La raison est essentiellement que l'ONU ne peut plus
aujourd'hui espérer se substituer à l'action des Etats. Elle ne
peut plus se contenter d'être un simple palliatif. En l'absence de
véritable concept opérationnel pour mener des actions
armées, l'ONU ne peut être crédible sur un
théâtre d'opérations. Sans moyens, sans commandement unique
et unifié, sans mandat clair et précis, l'ONU ne peut
prétendre faire la guerre à la place des Etats.
Le maintien de la paix doit ainsi retourner à ce qu'il
était à son origine et ne plus se transformer en intervention. De
plus, l'action purement militaire est de moins en moins pertinente pour
régler les problèmes d'un monde où « la
stabilité et la sécurité internationales dépassent
(...) la sphère du militaire» , et dépendent plutôt
« d'un ensemble de mesures d'ordre économique, financier,
politique, éducatif, scientifique et technologique, qui devraient
être élaborées de manière concertée et
appliquées en temps opportun.»
※
» **ACTIONS À MENER**
[1] Pour chacune des affirmations suivantes, dites si elle concorde avec l'extrait en répondant par oui ou non et en citant exactement les mots décisifs. (a) L'ONU peut aujourd'hui espérer se substituer à l'action des États. (b) Le maintien de la paix doit retourner à ce qu'il était à son origine. (c) L'action purement militaire est de plus en plus pertinente.
[2] Reprenez le texte de toutes les entrées en remplaçant « turquoise ocean water » par « clear ocean water », sans rien modifier d'autre. N'incluez pas les images dans votre réponse.

» **ENTRÉES FOURNIES**
※
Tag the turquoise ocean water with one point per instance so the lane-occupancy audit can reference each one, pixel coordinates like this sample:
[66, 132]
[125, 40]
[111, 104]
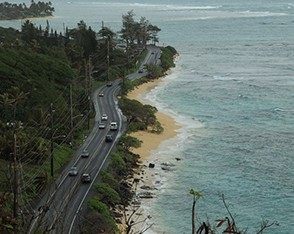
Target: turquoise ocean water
[233, 92]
※
» **RÉPONSES CORRECTES**
[1]
(a) Non : « l'ONU ne peut plus aujourd'hui espérer se substituer à l'action des Etats »
(b) Oui : « Le maintien de la paix doit ainsi retourner à ce qu'il était à son origine »
(c) Non : « l'action purement militaire est de moins en moins pertinente »

[2]
Tag the clear ocean water with one point per instance so the lane-occupancy audit can reference each one, pixel coordinates like this sample:
[66, 132]
[125, 40]
[111, 104]
Target: clear ocean water
[233, 92]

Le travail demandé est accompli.